● Required tasks
a – In the data cable connector text below, condense the paragraph beginning "The data cable end 240 may include a housing 244" into a short bulleted list that keeps its main facts.
b – According to the data cable connector text below, what may the magnetically activated switches 221a, 221b be?

— BEGIN Extracted text —

The field device part 210 may further include two magnetically activated switches 221a, 221b. The magnetically activated switches 221a, 221b may be mounted in the field device part such that a first magnetically activated switch 221a is mounted within the half-moon shaped recess 234a and a second magnetically activated switch 221b is mounted within the half-moon shaped recess 234b. The magnetically activated switches 221a, 221b may be magnetic reed switches or may be circuits including one or more Hall effect sensors.

As with the field device part 110 of the data cable connector 100, the field device part 210 may include a plurality of wires (not shown in FIG. 2) connecting the plurality of electrical contacts 222 and also the two magnetically activated switches 221a, 221b to the electronic circuits of the field device.

The data cable connector 200 may further include a data cable end 240 embodied to connect with an end of a data cable 250 having a plurality of wires (not shown in FIG. 2A). The data cable end 240 may include a plurality of electrical contacts 262. Each electrical contact 262 may be connected with a respective wire of the data cable 250. The particular application of the data cable connector 200 will specify the particular connections between the wires of the data cable and the electrical contacts 262.

The data cable end 240 may include a housing 244 embodied to couple with the recess 234 of the housing 230. As shown in FIG. 2A, the housing 244 may have a half-moon shaped protrusion 247 complementary to the half-moon shape of the recess 234a or 234b. The protrusion 247 is shaped and sized to fit within either recess 234a or 234b. The protrusion 247 may include a magnet 241 disposed on a lateral face of the protrusion 247.

When the protrusion 247 is fully inserted into either recess 234a, 234b, the field device part 210 and the data cable end 240 are considered connected. In the connected state of the data cable connector 200, each electrical contact 262 may galvanically contact a corresponding and respective electrical contact 222.

If the connection between the field device part 210 and the data cable end 240 is made in a first orientation by the insertion of the protrusion 247 into the recess 234a (such orientation is shown in FIG. 2A), the magnet 241 may activate the first magnetically activated switch 221a disposed in the recess 234a. However, in this first orientation of the connection of the field device part 210 and the data cable end 240, the magnet 241 will not activate the second magnetically activated switch 221b disposed in the recess 234b.

If instead the connection between the field device part 210 and the data cable end 240 is made in a second orientation by the insertion of the protrusion 247 into the recess 234b (such orientation is shown in FIG. 2B), the magnet 241 may activate the second magnetically activated switch 221b disposed in the recess 234b. However, in this second orientation of the connection of the field device part 210 and the data cable end 240, the magnet 241 will not activate the first magnetically activated switch 221a disposed in the recess 234a.

— END Extracted text —
— BEGIN Data lines —

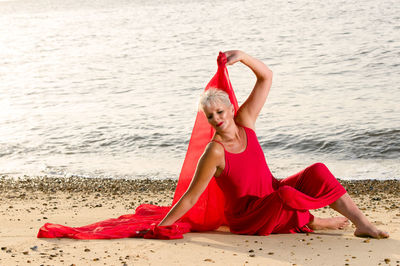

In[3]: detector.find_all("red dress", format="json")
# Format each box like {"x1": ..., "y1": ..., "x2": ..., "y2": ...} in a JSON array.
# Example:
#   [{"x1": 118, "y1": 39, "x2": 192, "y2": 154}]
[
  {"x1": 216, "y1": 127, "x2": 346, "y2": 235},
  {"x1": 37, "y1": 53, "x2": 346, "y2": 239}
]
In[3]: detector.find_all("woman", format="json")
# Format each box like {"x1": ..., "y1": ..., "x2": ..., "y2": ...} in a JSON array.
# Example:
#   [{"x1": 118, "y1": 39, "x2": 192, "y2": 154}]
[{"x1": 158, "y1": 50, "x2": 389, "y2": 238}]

— END Data lines —
— BEGIN Data lines —

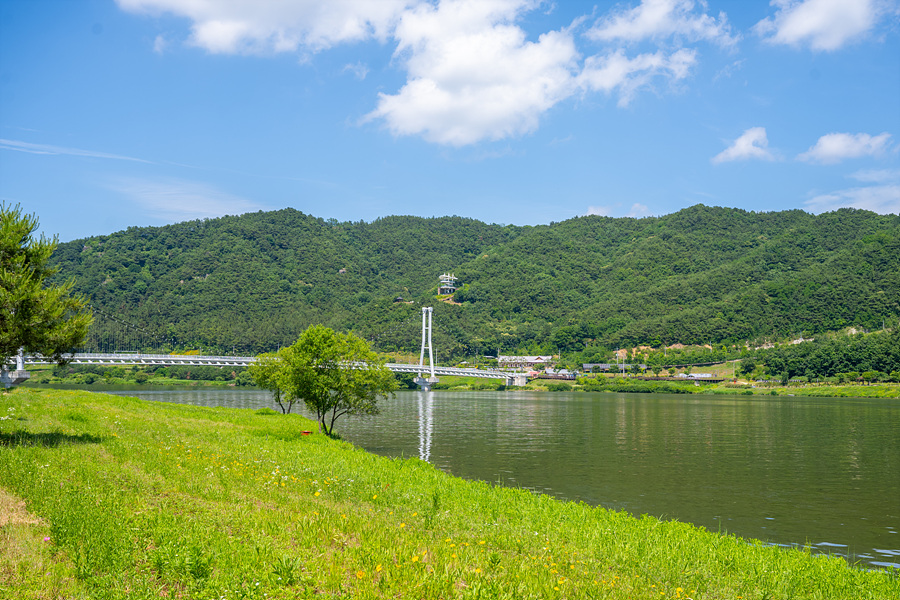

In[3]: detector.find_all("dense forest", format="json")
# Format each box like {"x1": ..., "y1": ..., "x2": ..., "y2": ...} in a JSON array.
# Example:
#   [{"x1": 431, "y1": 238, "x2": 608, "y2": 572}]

— END Data lines —

● In response
a –
- The data cable end 240 may have a housing 244 that couples with the recess 234 of housing 230.
- Housing 244 may have a half-moon shaped protrusion 247 that is complementary to recess 234a or 234b.
- Protrusion 247 is shaped and sized to fit within either recess.
- A magnet 241 may sit on a lateral face of protrusion 247.

b – They may be magnetic reed switches or circuits including one or more Hall effect sensors.